- [REQUIREMENTS] Count the lines below that contain the word "black" and give only that number.

(Excerpts from a detection dataset)
_ _ _ _ _
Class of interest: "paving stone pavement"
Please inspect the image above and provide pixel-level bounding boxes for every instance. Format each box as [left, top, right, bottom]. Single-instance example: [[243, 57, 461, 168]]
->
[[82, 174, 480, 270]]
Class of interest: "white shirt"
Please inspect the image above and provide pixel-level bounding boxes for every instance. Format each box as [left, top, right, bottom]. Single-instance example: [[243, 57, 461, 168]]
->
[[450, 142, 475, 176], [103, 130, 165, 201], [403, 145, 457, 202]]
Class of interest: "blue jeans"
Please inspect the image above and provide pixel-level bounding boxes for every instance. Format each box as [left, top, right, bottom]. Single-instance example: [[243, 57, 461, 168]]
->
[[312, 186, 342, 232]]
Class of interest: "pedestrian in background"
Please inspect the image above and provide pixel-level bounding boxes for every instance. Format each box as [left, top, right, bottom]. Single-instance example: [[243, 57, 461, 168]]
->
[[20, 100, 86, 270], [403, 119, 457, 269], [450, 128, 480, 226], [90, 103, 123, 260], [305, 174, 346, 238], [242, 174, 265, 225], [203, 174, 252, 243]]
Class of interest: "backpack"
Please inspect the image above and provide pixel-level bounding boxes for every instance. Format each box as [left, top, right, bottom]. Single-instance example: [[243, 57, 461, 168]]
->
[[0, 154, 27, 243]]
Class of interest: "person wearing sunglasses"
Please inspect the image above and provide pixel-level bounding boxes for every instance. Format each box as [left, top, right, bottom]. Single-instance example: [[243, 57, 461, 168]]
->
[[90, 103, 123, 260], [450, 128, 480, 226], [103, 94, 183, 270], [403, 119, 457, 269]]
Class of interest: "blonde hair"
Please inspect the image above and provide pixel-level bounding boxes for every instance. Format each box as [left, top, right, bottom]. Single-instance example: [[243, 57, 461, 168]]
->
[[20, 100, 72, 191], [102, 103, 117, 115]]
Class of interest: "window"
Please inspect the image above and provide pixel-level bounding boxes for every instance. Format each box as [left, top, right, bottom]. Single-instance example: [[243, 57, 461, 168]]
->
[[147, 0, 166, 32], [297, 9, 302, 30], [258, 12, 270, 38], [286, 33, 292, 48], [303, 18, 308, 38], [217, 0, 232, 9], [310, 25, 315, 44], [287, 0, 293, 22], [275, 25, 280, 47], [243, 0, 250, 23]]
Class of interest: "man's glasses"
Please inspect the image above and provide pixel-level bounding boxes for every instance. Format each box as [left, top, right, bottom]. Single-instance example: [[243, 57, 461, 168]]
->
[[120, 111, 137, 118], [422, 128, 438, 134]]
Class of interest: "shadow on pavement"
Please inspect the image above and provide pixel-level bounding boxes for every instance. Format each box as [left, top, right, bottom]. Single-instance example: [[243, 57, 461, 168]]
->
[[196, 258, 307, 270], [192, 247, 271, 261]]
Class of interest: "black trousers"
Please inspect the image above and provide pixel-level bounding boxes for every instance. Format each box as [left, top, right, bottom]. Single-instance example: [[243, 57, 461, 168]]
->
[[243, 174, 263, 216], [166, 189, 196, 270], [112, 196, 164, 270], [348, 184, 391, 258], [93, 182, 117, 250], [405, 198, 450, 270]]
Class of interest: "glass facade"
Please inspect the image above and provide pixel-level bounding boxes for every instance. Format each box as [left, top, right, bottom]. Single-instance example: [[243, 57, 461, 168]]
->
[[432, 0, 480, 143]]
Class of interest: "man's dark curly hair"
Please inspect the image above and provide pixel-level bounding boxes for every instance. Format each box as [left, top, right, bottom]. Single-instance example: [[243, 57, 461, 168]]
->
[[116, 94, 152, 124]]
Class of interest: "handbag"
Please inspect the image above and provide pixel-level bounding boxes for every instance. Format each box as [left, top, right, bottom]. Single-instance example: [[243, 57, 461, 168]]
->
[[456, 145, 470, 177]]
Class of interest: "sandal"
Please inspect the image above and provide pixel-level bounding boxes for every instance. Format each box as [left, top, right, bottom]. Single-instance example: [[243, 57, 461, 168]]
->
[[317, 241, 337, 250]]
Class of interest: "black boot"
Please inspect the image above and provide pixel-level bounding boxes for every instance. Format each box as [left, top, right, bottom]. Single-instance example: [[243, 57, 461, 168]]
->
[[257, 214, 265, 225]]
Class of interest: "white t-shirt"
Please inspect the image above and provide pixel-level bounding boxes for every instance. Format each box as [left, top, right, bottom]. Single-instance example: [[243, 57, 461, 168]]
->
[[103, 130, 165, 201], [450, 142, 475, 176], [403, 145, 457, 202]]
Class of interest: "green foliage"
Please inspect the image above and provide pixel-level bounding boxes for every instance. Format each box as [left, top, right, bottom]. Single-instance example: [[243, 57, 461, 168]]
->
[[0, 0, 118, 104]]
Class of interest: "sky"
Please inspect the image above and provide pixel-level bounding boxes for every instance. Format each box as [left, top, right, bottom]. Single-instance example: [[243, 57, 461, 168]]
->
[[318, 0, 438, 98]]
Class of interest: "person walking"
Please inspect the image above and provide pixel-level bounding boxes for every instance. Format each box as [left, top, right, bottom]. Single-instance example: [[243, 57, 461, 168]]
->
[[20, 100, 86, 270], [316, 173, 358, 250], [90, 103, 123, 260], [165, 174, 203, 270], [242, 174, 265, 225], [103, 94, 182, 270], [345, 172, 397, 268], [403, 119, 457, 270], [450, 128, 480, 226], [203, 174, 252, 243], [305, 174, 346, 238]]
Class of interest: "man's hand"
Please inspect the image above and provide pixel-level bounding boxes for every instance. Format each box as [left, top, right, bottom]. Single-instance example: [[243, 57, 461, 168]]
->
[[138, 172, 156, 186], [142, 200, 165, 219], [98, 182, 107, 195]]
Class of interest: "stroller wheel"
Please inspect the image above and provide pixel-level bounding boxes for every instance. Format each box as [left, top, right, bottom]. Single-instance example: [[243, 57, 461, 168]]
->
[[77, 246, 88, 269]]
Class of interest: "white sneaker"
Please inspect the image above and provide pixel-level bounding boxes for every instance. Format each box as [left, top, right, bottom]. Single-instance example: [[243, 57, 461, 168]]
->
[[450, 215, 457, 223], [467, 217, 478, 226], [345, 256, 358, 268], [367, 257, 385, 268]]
_ _ _ _ _
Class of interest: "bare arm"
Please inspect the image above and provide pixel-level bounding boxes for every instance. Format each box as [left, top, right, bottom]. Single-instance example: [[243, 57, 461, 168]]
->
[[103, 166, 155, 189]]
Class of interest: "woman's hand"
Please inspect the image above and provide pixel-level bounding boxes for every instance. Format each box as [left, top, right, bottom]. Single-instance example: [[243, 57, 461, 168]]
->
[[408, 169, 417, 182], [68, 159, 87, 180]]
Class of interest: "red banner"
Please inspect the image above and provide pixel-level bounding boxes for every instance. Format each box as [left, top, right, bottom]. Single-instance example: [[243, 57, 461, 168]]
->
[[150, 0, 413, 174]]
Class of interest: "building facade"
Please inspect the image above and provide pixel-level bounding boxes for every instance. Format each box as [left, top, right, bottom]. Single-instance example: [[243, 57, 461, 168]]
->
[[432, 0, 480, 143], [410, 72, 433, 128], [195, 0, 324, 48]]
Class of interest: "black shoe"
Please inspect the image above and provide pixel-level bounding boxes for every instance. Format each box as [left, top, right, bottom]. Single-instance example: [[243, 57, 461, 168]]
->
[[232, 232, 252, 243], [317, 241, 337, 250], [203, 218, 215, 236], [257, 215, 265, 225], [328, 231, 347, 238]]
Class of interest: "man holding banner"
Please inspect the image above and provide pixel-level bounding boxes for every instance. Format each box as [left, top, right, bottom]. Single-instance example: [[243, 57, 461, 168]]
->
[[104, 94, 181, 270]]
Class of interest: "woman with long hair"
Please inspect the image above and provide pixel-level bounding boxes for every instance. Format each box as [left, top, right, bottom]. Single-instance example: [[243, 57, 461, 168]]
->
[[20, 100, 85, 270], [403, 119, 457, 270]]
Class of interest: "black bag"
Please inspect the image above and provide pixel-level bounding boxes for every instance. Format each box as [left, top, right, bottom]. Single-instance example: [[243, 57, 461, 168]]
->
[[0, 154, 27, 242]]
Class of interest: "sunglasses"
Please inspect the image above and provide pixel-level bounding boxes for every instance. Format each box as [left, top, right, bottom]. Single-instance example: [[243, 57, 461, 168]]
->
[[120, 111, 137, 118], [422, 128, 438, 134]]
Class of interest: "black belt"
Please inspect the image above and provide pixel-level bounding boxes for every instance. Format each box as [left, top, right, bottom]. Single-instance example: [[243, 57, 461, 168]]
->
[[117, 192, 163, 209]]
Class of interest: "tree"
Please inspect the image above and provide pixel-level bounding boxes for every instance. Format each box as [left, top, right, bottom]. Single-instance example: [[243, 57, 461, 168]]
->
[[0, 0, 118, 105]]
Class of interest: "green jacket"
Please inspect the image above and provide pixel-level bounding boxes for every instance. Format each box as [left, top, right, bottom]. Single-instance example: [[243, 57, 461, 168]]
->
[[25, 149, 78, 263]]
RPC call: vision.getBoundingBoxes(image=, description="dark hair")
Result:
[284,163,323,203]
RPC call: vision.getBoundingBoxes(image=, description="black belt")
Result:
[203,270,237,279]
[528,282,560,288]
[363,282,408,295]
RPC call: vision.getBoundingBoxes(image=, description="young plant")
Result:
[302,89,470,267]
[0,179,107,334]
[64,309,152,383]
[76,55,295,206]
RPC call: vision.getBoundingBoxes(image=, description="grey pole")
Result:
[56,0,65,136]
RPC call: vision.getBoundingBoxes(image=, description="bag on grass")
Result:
_ _ _ _ _
- [WRITTEN SOLUTION] 6